▸ About this task
Restate exactly, and only, the lines spanning from the one with "Where can you spot the blurred" to the end of the records below.

BEGIN Data for analysis

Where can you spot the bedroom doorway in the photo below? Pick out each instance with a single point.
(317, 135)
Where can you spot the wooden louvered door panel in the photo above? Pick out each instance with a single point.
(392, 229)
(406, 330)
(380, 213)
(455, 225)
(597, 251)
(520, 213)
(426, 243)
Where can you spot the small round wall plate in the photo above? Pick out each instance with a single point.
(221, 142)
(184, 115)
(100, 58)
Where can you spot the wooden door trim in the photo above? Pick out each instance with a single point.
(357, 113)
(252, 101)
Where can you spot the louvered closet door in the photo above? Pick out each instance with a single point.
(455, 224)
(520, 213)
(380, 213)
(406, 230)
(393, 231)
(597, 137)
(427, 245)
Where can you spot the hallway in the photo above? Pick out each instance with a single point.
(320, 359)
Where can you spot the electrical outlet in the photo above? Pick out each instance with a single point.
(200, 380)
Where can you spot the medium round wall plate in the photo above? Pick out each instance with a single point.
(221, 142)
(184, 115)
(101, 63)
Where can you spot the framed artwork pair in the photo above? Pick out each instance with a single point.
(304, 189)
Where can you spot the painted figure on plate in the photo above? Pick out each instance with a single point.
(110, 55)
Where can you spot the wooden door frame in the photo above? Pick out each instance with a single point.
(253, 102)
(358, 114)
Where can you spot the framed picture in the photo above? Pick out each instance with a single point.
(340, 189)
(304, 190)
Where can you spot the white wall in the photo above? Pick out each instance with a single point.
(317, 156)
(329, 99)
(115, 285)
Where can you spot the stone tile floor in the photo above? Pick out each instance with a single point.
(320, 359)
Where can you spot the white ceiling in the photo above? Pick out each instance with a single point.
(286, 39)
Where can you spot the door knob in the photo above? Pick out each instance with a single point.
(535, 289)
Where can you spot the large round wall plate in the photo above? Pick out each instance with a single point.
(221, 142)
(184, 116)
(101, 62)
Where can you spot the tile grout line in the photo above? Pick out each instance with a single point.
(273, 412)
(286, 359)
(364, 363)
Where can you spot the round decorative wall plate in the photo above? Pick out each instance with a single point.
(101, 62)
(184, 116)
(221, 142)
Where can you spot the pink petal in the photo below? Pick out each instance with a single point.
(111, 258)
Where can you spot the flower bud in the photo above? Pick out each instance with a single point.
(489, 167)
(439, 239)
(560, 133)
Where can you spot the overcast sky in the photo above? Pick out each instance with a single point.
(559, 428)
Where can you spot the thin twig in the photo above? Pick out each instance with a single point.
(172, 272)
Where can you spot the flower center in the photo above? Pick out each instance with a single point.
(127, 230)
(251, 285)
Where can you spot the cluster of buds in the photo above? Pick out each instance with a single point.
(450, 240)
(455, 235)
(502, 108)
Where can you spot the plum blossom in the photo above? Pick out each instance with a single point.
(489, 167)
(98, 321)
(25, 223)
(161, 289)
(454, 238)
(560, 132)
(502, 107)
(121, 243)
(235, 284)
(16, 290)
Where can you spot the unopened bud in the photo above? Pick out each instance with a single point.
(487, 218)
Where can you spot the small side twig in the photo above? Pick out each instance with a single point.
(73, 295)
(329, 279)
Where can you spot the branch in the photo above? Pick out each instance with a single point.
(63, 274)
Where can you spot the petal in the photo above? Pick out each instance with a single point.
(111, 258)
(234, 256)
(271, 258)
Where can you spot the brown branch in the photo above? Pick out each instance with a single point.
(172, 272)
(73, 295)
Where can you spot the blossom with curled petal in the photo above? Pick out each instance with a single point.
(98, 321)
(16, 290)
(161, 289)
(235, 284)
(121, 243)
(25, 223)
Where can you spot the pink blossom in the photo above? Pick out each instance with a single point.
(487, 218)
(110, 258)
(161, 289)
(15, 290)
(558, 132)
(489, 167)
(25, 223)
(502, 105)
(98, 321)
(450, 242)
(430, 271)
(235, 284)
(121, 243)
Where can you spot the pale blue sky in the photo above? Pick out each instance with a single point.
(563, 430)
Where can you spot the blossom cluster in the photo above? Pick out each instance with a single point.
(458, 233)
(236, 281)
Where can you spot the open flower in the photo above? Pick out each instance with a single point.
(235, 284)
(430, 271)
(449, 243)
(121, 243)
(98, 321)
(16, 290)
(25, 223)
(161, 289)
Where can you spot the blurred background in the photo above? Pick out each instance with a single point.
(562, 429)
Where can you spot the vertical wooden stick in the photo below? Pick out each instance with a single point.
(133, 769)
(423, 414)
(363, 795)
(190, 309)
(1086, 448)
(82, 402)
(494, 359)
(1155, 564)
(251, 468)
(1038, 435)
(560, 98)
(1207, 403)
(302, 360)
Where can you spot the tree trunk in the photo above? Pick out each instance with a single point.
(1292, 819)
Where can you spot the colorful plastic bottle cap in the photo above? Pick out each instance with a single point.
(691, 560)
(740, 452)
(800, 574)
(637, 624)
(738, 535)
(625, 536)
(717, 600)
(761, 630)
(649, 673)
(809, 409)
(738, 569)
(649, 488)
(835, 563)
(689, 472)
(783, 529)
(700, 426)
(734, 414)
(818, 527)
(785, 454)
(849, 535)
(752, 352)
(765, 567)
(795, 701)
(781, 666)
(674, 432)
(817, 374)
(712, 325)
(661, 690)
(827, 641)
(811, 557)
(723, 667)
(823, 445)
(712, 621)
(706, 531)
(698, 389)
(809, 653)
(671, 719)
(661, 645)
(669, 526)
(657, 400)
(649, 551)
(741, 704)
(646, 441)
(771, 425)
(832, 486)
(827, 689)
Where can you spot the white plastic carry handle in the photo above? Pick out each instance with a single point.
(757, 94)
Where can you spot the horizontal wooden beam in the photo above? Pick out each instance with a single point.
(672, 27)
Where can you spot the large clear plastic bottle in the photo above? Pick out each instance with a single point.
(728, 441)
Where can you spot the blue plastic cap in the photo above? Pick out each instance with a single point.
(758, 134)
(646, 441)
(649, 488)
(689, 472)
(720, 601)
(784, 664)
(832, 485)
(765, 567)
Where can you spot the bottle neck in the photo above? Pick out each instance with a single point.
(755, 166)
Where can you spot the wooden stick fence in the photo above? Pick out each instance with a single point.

END Data for analysis

▸ Answer box
Where can you spot the blurred background in the photo above? Pick out each instance with a single point.
(562, 429)
Where can you spot the vertical wooden stick in the photo below? Pick out each instance with a single point.
(133, 769)
(423, 414)
(363, 795)
(190, 309)
(1086, 448)
(82, 402)
(494, 359)
(1155, 564)
(251, 468)
(1038, 435)
(560, 98)
(1207, 403)
(302, 360)
Where can you spot the tree trunk in the photo above? Pick out each instance with a single point.
(1292, 819)
Where can you spot the colorful plastic bottle cap in the photo above? Pick out each instance with a single point.
(691, 560)
(740, 452)
(800, 574)
(637, 624)
(738, 535)
(625, 536)
(717, 600)
(761, 630)
(649, 673)
(809, 409)
(738, 569)
(649, 488)
(835, 563)
(689, 472)
(783, 529)
(700, 426)
(734, 414)
(818, 527)
(785, 454)
(849, 535)
(752, 352)
(765, 567)
(795, 701)
(781, 666)
(674, 432)
(817, 374)
(712, 325)
(661, 690)
(827, 641)
(811, 557)
(723, 667)
(823, 445)
(712, 621)
(706, 531)
(698, 389)
(809, 653)
(671, 719)
(661, 645)
(669, 526)
(657, 400)
(649, 551)
(741, 704)
(646, 441)
(771, 425)
(832, 486)
(827, 689)
Where can you spot the white plastic carry handle in the photo above? Pick out each instance with a single point.
(757, 94)
Where can you spot the horizontal wooden beam in the photo above? Pick out each instance with a single point.
(672, 27)
Where can you spot the large clear plastic bottle in the photo above? Pick out each instance with a single point.
(728, 441)
Where can you spot the blue plastic cap in the photo above? Pick out each instance with a single point.
(758, 134)
(646, 441)
(649, 488)
(689, 472)
(720, 601)
(784, 664)
(832, 485)
(765, 567)
Where can you spot the bottle neck in the photo above? Pick out each instance with a single point.
(755, 166)
Where can you spot the wooden stick fence in the photo above? Pick out each instance with a single point.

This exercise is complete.